Page extract Block Start
Despite her fame, Jennifer Beals remains a hermit – as she often describes herself – whose striking charm and genuine personality shines through on and off screen.
Born in Chicago on December 19th 1963, as the daughter of an African-American father and a Caucasian mother, Beals’ wish, as a child, was to always “be a part of a story”.
She worked as a model in the late 70s and it took her a number of years until she landed her first role, as an uncredited extra in My Bodyguard (1980), a film about a boy who is harrassed by a bully at the new school he joined and uses the services of the school’s most-feared kid as a bodyguard.
Three years later, she becomes a pop-culture phenomenon in Adrian Lyne’s Flashdance, in a role in which she earned celebrity as well as a Golden Globe nomination. Lyne recalls almost 25 years later what made him choose Beals to portray Alexandra Owens, welder by day and dancer by night, working hard to be accepted at the Pittsburgh Conservatory of Dance and Repertory: “She was stunning and lovely, not conventionally beautiful, and had an unusual vulnerability.”
After Flashdance, she went back to Yale to complete her education although, during summer breaks, she managed to squeeze in a couple of more movies: The Bride (1985) where she starred alongside Sting and Split Decisions with Gene Hackman (1988). Unfortunately, neither of them helped to advance her career.
With an American Literature degree in her hand, Beals set her sights on establishing herself as an actress. She therefore went to study stage acting at The Goodman School of Drama, DePaul University, in Chicago.
In the 90s, Jennifer Beals worked on independent movies, which made her hardly visible to that segment of the public hungry for what commercial success entails. Despite that, she has grown into an actress who is particularly good at coming across to audiences as a superb and fascinating performer. Her impressive resume includes a number of more than 50 films.
Careful with her career choices, whether there are roles she’s being offered or she goes after, the most important thing for Beals is how engaging the story is. For instance, she made quite a lot of horror movies as she is fascinated beyond words by vampires and their mythology.
Beals landed parts in movies where she worked with reputable actors like In the Soup (1992) with Stanley Tucci and Steve Buscemi, Devil in a Blue Dress (1995) alongside Denzel Washington and Don Cheadle or Roger Dodger (2002) starring with Elizabeth Berkley and Jesse Eisenberg. The same Jesse who just earned an Oscar nomination for portraying Facebook founder Mark Zuckerberg in The Social Network.
She reunited with Washington in the post-apocalyptic tale The Book of Eli (2010), where she played Claudia, the blind girlfriend of Carnegie, the villain (played by Gary Oldman).
Page extract Block End
Raw data Block Start
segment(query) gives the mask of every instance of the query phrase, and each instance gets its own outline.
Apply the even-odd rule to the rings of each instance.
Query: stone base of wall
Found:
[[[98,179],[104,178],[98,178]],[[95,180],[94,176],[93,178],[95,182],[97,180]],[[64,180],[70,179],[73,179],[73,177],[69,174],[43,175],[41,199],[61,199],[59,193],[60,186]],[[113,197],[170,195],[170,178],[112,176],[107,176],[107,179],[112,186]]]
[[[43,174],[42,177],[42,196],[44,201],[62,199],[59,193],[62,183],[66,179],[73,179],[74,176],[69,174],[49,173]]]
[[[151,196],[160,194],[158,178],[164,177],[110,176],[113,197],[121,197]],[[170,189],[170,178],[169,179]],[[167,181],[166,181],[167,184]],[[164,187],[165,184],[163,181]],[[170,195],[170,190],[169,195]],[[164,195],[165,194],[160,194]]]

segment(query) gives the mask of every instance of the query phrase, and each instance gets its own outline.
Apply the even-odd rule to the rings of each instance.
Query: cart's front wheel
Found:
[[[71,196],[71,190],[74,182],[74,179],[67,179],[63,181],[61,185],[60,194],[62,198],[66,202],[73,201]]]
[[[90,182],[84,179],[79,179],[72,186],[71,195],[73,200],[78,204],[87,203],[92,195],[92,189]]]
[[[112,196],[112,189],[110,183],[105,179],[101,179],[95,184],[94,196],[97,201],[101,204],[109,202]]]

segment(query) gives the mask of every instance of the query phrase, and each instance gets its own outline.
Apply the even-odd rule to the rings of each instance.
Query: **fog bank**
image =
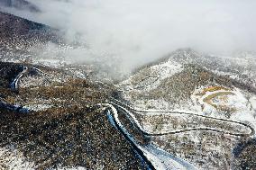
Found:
Raw data Block End
*To do*: Rewrite the Jennifer Beals profile between "Despite her fame, Jennifer" and "and off screen.", inclusive, putting "recluse" in place of "hermit". The listing has no role in this exercise.

*Solution for this exercise*:
Despite her fame, Jennifer Beals remains a recluse – as she often describes herself – whose striking charm and genuine personality shines through on and off screen.